§ Entries provided

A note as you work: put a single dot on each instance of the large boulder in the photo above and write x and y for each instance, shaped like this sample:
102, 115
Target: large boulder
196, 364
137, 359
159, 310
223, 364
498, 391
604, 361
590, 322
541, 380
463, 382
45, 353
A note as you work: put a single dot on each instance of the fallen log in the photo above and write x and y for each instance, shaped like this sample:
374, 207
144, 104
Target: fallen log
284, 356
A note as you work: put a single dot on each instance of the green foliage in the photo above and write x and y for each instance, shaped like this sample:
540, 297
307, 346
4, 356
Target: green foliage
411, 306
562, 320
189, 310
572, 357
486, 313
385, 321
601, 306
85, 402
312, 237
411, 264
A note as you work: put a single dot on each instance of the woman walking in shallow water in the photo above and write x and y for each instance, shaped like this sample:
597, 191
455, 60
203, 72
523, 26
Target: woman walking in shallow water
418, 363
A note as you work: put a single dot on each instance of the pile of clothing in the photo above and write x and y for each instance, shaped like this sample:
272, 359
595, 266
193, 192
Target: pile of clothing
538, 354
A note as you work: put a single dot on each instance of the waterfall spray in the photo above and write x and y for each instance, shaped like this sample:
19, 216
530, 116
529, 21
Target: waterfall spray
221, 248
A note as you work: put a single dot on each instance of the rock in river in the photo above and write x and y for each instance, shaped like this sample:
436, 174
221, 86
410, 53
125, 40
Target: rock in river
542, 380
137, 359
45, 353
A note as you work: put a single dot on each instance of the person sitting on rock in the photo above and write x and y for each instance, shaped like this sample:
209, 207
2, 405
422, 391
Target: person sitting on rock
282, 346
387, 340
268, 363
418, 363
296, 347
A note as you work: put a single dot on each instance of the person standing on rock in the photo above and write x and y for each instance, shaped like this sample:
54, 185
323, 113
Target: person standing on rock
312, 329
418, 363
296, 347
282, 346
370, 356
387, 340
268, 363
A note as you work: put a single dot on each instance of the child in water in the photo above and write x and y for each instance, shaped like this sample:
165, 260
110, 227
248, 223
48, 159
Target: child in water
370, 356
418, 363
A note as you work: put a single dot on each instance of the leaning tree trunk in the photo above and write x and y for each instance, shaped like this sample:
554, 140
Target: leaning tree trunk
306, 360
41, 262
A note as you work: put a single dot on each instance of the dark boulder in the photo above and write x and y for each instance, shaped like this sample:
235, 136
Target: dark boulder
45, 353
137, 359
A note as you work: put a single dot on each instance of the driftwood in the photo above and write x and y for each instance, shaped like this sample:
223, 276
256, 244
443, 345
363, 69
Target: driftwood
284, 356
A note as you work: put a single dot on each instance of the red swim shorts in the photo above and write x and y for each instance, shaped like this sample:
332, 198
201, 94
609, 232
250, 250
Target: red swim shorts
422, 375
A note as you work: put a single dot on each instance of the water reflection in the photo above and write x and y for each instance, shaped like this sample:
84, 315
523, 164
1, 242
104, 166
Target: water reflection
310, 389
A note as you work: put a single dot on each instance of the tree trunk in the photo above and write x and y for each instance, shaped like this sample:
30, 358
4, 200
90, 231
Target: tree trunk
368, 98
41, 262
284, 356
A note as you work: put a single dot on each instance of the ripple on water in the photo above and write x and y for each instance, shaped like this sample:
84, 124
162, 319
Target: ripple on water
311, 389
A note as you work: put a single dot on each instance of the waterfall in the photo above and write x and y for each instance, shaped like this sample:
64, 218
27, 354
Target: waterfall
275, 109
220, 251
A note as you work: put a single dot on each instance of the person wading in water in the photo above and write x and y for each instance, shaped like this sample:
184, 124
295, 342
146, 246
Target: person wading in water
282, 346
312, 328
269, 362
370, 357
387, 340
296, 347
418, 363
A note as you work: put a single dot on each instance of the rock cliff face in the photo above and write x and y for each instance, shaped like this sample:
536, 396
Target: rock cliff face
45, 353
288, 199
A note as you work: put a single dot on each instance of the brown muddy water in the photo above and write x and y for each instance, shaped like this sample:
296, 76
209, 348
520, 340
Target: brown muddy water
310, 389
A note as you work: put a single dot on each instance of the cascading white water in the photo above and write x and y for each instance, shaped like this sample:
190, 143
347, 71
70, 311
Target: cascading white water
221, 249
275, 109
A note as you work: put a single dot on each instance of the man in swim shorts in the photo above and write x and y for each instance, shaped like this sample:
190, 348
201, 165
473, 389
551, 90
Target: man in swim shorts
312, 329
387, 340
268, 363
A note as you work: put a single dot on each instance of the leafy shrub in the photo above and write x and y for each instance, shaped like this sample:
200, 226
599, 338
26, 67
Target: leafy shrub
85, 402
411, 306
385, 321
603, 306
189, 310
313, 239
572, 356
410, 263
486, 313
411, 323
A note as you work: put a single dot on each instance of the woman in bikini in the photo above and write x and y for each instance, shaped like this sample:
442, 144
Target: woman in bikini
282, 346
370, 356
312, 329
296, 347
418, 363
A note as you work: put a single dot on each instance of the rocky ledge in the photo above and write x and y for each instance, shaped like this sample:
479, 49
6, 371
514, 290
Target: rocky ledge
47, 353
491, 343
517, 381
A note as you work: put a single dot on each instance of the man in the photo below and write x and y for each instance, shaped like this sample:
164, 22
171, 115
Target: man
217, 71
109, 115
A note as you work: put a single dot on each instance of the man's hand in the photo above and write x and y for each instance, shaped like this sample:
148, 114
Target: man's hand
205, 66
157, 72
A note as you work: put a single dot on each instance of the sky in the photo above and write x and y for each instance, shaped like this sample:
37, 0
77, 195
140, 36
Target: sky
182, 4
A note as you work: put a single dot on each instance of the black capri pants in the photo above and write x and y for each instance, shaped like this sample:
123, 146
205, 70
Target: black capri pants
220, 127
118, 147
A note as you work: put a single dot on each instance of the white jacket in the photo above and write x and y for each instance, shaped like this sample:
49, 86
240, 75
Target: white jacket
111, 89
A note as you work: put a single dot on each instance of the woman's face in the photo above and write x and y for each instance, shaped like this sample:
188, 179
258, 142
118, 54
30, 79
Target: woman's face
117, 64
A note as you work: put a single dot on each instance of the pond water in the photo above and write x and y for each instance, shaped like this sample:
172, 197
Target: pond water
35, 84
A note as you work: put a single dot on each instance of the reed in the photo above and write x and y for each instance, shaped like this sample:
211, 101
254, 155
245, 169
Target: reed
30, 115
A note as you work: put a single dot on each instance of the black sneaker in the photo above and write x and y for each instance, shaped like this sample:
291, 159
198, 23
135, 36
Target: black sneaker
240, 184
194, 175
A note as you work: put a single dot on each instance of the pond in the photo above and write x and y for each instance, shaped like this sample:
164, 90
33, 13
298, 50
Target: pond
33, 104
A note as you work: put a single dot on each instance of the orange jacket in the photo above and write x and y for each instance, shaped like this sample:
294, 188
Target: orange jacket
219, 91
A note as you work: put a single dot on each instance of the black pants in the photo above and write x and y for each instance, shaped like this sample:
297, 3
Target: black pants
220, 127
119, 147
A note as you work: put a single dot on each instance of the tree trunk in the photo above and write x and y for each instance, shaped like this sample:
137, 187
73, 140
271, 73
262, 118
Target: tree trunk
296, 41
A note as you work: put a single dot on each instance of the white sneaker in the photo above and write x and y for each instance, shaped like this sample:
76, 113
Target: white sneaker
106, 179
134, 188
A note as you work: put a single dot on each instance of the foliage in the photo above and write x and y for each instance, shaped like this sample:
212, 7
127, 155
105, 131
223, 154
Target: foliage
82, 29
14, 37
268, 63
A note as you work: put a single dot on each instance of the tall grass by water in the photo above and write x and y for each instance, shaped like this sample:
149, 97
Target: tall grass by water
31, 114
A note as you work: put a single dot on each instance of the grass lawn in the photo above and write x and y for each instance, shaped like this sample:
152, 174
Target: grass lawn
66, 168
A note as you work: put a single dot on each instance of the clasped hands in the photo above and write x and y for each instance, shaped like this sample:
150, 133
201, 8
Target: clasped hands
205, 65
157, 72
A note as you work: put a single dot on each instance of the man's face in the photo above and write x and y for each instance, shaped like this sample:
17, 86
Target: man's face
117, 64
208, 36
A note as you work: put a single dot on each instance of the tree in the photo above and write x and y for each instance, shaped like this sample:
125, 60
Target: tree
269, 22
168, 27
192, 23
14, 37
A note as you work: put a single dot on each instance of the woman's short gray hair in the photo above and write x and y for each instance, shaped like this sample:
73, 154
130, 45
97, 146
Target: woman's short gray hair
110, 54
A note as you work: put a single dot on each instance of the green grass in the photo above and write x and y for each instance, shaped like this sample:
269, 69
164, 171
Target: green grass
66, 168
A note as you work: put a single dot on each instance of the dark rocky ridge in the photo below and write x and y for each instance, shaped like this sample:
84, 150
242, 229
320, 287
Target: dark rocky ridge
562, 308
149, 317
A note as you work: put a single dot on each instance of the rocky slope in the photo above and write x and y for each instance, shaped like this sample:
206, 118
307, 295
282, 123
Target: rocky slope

§ Exercise details
Report how many lines of the preceding records include "slope". Output the number only.

§ Solution to the problem
2